======== EXCERPTED RECORDS

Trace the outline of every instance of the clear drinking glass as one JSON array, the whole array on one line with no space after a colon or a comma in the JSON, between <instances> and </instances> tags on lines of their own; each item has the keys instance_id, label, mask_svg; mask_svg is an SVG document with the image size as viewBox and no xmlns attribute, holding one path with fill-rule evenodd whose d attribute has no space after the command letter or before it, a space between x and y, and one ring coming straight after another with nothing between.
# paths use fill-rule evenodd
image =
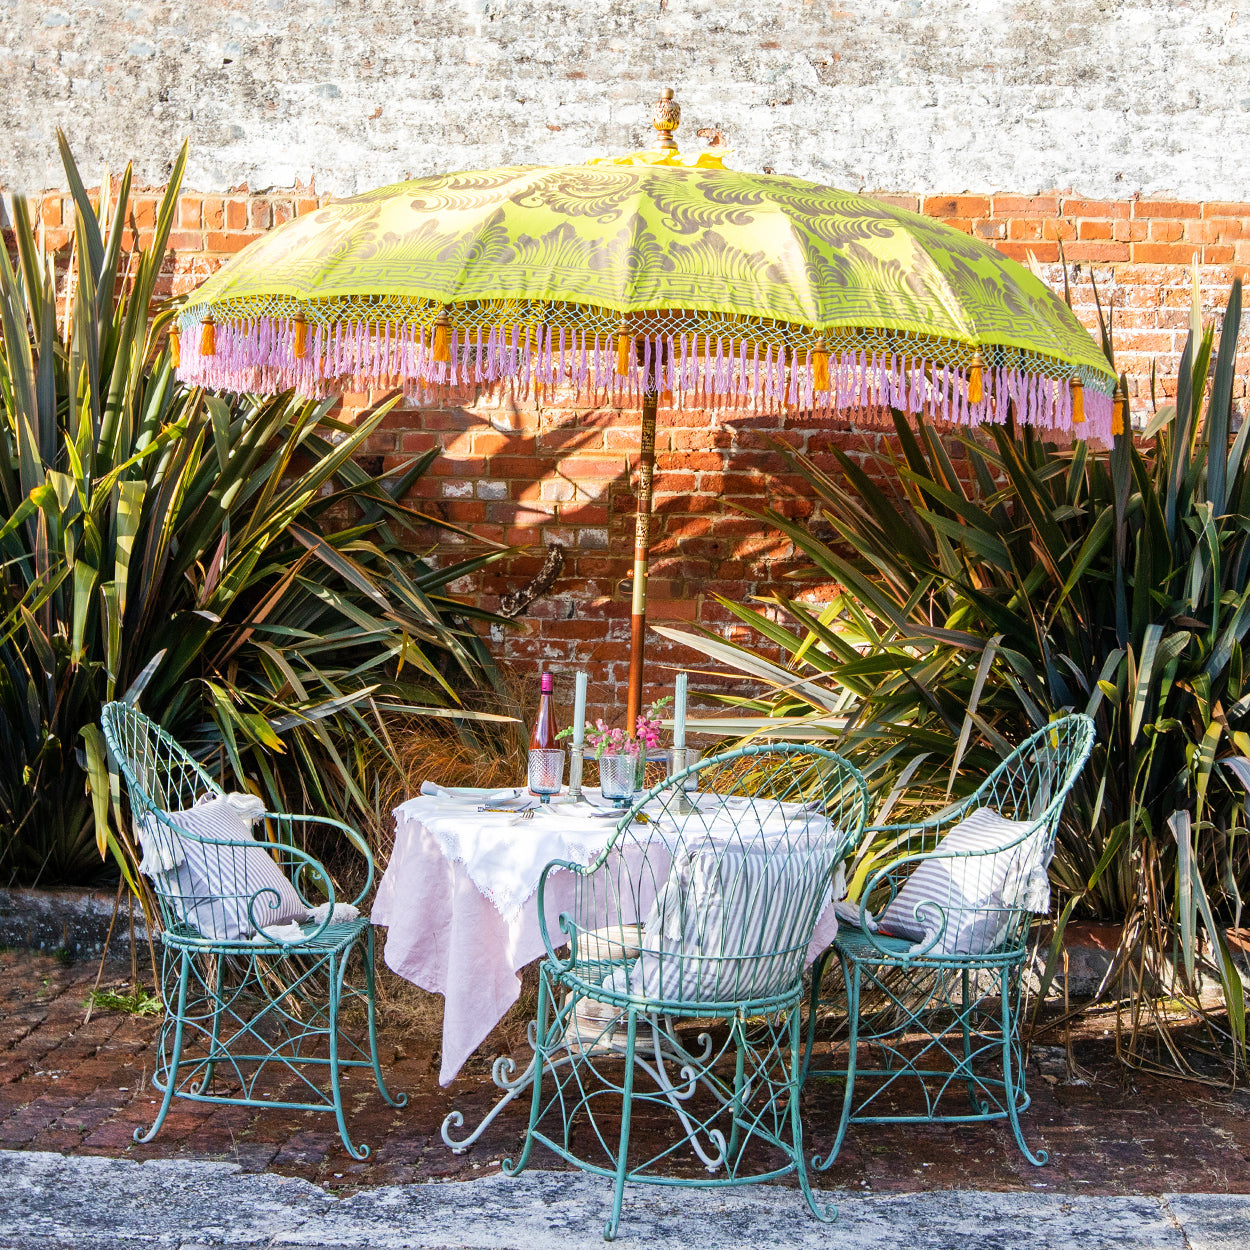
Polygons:
<instances>
[{"instance_id":1,"label":"clear drinking glass","mask_svg":"<svg viewBox=\"0 0 1250 1250\"><path fill-rule=\"evenodd\" d=\"M560 793L564 784L564 748L531 747L529 757L530 789L544 803Z\"/></svg>"}]
</instances>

================

## WHAT IS EXPECTED
Wherever the string "image" appears in the data above, report the whole line.

## RESPONSE TO THE EXERCISE
Trace the outline of every instance of the clear drinking glass as one JSON array, the whole array on one line with no space after a colon or a comma in the JSON, between <instances> and </instances> tags on lines of their own; each item has the keys instance_id, label, mask_svg; mask_svg is an SVG document with the image size as viewBox and no xmlns attribute, holding one path with fill-rule evenodd whose d attribute has no space after the command letter or before it, a space between x and y, and one ring coming straight after another with nothing between.
image =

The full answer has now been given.